• _What you should do_
Using the data below, count the lines that carry the string "rough" and write only the count.

[[ Records to use open ]]

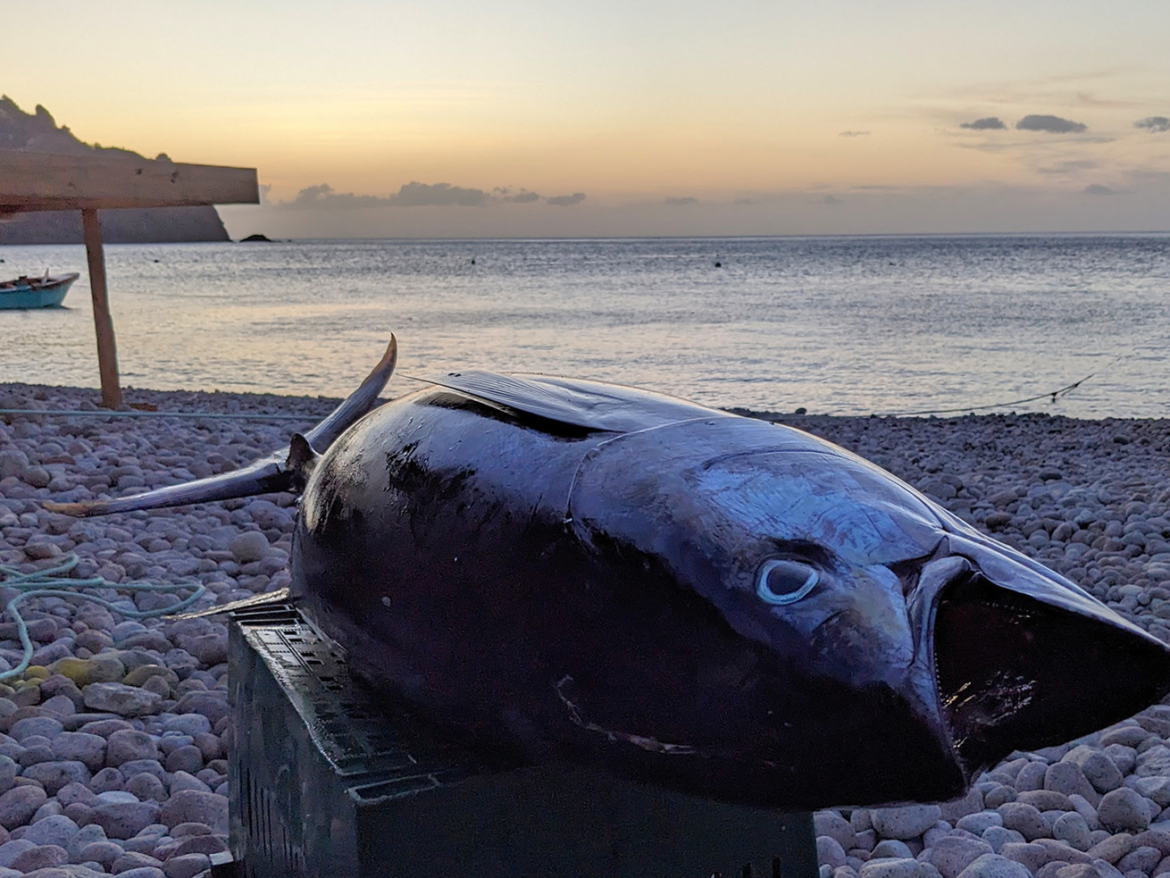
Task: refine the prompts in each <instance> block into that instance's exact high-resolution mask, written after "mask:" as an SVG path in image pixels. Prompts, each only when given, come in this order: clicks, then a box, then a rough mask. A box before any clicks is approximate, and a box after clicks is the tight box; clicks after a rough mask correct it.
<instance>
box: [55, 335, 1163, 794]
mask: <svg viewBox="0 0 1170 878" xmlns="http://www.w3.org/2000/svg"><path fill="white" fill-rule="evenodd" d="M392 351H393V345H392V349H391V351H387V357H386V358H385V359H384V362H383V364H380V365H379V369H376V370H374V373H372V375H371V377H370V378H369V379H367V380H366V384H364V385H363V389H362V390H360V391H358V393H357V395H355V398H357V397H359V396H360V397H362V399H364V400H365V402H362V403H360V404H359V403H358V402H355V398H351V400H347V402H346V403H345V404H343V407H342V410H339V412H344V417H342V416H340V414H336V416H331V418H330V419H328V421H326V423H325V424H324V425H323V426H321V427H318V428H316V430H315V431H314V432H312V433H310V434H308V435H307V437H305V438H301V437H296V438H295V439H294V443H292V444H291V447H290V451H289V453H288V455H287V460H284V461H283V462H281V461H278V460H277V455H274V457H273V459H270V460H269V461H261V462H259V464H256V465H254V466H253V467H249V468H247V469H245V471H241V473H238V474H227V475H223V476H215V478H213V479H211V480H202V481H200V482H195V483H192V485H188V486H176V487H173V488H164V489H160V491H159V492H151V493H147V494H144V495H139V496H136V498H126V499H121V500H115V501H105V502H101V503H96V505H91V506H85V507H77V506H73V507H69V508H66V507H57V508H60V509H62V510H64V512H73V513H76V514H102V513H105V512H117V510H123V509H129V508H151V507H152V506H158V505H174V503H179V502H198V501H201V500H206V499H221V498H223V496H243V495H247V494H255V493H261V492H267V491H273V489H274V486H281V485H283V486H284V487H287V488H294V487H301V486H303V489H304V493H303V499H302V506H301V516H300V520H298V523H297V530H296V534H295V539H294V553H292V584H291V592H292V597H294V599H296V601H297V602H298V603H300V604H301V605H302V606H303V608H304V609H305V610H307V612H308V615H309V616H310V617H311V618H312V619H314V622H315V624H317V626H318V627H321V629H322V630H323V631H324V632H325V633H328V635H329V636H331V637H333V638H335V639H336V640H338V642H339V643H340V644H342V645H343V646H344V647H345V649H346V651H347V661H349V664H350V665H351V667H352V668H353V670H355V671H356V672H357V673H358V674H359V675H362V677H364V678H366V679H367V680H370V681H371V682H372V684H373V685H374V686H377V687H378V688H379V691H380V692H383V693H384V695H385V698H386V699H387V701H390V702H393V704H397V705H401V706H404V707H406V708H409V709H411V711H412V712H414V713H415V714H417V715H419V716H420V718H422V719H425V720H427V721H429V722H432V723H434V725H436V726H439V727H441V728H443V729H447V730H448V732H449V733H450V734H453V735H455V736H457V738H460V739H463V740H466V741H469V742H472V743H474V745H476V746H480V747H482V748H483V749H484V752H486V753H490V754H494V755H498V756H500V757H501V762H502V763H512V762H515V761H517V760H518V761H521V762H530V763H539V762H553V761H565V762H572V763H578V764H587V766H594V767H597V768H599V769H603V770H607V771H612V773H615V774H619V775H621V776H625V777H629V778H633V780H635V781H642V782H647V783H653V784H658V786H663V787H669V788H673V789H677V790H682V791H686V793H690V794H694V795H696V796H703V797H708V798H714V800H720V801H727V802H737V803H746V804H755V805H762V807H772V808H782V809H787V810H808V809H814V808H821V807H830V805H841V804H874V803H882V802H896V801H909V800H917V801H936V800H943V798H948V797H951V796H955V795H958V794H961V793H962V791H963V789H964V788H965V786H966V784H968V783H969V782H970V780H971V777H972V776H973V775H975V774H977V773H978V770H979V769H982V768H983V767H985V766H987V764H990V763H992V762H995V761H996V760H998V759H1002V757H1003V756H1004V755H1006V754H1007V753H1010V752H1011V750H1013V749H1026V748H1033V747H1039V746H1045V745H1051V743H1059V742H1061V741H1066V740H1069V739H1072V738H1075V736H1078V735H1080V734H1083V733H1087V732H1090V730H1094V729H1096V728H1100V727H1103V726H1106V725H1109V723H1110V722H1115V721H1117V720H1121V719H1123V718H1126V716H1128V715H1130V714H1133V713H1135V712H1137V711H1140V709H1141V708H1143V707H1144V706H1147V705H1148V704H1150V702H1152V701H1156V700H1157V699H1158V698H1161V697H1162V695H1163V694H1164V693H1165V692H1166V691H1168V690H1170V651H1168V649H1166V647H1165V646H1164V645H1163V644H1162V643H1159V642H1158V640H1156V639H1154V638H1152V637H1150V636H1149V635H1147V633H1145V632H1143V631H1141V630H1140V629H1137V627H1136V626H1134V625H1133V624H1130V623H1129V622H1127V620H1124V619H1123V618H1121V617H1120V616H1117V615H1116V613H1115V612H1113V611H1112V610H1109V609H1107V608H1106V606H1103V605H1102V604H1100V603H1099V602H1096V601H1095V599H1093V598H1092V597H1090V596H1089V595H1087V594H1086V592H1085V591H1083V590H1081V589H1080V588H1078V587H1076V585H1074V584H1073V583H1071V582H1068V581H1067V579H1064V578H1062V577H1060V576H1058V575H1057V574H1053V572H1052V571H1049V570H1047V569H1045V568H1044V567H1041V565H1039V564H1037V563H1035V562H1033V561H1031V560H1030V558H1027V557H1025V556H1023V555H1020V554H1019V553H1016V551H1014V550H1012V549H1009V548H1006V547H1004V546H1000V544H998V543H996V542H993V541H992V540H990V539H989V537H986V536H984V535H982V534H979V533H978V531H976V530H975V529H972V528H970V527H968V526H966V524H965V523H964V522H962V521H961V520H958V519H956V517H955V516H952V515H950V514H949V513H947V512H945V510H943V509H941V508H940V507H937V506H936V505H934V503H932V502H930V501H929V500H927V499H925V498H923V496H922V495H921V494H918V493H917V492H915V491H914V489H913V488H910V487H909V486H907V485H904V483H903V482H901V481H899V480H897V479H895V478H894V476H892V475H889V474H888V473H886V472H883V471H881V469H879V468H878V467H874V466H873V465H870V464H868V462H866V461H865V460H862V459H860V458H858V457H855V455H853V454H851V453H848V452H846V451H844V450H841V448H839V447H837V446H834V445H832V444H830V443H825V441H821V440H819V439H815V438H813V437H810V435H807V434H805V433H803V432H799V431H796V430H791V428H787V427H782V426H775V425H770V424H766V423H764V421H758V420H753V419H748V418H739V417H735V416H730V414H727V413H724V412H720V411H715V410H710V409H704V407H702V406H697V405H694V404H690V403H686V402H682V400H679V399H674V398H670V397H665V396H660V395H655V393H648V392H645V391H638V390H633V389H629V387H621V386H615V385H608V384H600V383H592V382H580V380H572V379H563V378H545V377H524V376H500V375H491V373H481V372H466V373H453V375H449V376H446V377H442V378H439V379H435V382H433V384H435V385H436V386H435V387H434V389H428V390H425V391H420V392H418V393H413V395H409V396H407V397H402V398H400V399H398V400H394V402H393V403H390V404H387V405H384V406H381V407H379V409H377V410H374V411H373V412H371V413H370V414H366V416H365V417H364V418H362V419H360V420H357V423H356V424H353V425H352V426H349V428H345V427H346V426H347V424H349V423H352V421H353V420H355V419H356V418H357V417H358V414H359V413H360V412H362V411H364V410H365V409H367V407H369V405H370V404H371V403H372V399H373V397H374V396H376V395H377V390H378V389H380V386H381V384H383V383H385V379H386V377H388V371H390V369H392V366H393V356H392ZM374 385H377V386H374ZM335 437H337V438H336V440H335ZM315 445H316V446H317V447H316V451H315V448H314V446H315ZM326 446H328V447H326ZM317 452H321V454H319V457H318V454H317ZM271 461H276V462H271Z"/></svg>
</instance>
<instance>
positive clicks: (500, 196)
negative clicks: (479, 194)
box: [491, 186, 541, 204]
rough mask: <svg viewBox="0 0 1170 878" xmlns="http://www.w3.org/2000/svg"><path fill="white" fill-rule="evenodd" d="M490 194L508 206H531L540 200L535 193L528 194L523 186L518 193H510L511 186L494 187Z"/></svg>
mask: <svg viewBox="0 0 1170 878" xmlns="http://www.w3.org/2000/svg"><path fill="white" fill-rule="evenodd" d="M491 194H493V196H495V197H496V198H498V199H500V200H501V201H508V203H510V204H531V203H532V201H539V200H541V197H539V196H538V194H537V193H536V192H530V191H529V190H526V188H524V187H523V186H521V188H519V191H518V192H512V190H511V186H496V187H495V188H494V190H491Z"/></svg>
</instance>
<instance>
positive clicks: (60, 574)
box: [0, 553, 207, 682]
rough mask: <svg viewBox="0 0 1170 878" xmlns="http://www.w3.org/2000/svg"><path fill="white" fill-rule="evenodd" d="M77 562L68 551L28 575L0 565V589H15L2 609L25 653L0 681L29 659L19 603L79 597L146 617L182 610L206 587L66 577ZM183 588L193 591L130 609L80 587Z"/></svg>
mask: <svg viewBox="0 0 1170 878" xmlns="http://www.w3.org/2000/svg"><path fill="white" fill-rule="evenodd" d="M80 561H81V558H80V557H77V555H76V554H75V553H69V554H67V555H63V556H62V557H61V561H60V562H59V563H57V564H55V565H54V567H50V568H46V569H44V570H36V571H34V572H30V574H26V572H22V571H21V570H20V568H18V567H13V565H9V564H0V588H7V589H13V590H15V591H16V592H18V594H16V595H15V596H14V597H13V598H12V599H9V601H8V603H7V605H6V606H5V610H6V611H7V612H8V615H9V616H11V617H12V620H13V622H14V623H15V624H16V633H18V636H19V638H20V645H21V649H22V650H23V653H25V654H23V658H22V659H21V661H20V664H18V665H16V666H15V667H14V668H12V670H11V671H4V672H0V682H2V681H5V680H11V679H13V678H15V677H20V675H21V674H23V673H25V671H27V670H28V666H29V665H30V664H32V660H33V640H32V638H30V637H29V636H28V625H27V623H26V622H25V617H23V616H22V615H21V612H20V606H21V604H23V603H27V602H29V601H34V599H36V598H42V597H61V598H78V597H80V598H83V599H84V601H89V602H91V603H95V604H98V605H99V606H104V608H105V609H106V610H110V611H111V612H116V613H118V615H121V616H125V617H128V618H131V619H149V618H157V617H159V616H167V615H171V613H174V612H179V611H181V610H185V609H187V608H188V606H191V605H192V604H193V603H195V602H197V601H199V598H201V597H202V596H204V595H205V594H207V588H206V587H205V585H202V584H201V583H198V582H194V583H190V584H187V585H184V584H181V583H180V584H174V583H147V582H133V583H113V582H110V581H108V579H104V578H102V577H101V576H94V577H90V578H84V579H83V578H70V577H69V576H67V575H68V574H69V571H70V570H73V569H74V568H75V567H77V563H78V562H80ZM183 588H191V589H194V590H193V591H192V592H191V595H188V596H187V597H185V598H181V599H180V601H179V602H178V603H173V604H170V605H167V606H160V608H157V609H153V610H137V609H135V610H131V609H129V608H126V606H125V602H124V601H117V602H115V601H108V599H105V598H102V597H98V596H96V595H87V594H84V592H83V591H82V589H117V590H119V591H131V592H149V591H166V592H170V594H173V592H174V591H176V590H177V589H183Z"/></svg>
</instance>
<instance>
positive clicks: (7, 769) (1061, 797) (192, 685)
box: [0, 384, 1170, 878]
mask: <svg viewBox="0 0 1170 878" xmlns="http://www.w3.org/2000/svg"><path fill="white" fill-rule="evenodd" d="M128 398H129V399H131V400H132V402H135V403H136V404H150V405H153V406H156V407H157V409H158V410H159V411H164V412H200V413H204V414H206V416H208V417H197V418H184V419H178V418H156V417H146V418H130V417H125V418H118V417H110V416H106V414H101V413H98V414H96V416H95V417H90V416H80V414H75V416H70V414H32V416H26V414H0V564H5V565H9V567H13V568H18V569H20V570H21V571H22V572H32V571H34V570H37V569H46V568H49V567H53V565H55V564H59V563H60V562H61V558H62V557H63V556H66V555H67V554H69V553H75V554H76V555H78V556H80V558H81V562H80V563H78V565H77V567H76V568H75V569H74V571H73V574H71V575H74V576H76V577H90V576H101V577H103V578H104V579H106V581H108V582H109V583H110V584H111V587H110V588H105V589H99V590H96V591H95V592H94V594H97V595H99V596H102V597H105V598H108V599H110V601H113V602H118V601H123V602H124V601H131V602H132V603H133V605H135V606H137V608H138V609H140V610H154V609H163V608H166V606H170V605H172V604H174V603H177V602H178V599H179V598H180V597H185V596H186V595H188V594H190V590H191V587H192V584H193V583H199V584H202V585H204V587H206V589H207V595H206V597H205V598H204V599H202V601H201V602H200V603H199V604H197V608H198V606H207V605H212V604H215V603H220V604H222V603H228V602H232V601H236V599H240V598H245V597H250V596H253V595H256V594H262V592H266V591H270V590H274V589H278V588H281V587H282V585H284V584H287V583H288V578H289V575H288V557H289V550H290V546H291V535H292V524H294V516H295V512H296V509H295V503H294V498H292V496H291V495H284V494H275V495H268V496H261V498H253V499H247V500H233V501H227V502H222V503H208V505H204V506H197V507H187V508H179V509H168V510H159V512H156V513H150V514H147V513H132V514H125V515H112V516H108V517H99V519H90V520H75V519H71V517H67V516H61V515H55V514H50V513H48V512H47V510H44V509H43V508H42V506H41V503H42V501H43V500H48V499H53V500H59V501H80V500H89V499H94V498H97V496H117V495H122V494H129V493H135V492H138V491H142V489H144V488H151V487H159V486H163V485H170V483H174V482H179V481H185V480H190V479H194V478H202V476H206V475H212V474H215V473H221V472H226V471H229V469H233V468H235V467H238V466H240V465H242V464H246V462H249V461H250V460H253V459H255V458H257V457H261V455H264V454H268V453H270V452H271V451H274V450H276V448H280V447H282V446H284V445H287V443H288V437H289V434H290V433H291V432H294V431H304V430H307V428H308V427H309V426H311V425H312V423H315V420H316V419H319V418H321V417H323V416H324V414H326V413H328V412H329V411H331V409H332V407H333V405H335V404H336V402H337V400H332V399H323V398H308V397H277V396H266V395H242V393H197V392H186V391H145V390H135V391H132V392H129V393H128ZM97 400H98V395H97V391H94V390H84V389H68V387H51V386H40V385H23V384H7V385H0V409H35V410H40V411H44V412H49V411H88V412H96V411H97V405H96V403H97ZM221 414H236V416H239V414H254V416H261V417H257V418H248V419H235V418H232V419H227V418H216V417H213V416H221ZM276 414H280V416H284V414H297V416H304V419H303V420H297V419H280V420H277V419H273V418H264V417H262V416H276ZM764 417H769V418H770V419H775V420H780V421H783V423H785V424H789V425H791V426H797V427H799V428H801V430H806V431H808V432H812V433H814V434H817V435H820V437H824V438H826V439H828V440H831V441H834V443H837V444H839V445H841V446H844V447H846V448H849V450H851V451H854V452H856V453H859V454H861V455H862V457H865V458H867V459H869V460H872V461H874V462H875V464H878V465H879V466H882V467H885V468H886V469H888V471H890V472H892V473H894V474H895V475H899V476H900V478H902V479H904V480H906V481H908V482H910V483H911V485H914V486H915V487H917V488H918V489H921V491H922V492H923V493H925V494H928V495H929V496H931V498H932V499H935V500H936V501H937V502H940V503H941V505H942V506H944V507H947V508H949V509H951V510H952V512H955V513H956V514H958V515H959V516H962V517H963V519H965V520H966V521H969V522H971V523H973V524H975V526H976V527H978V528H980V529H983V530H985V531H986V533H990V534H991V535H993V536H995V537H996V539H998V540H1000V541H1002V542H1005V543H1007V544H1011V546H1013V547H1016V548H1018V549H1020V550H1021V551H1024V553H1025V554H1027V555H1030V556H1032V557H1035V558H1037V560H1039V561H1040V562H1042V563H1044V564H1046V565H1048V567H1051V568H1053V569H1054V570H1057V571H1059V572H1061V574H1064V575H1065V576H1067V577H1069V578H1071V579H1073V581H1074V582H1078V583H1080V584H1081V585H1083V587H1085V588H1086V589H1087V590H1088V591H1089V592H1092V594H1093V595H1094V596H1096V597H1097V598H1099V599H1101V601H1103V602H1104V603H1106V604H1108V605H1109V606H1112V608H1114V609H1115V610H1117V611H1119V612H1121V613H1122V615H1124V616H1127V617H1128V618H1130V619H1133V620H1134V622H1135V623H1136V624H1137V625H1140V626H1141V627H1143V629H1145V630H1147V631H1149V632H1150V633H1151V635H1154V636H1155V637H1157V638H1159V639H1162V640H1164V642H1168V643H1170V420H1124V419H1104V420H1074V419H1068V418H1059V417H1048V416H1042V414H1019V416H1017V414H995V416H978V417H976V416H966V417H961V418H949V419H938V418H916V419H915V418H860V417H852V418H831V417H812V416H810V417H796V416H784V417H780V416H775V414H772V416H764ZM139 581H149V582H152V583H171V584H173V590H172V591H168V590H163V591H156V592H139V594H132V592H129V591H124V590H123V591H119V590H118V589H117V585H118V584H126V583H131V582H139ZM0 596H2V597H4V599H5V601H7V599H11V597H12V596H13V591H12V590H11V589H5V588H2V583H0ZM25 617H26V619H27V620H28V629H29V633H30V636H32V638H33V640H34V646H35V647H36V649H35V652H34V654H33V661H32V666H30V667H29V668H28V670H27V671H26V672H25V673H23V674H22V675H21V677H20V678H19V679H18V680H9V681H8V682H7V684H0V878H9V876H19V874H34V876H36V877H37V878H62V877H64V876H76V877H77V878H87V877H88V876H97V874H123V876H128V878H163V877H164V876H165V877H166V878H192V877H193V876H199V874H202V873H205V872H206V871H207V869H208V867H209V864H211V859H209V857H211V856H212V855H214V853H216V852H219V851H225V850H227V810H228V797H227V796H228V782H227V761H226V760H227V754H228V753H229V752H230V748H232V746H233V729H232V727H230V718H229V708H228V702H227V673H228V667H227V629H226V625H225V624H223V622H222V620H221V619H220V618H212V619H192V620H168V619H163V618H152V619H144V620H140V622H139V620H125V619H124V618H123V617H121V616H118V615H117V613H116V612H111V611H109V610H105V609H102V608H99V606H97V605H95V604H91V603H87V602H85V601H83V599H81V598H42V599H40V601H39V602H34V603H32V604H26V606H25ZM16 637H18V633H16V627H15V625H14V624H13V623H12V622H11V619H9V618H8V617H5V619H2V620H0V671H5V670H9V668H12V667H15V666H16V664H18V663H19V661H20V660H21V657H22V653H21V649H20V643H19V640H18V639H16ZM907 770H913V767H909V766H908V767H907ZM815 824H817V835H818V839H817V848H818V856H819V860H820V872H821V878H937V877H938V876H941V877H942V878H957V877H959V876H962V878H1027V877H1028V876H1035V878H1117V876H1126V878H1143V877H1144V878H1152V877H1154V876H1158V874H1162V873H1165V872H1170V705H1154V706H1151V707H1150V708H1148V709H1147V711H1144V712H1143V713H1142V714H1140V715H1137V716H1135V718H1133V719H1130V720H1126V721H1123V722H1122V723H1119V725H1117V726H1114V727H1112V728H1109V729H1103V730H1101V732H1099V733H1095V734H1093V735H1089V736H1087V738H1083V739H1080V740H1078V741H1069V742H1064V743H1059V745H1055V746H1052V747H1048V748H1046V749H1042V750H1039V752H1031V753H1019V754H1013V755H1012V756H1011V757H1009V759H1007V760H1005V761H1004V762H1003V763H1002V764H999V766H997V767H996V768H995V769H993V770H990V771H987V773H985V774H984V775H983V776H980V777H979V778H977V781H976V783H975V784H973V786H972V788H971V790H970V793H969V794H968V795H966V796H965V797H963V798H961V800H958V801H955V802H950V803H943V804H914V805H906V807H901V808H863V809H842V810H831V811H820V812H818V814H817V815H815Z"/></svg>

[[ Records to use closed ]]

• _Answer_
3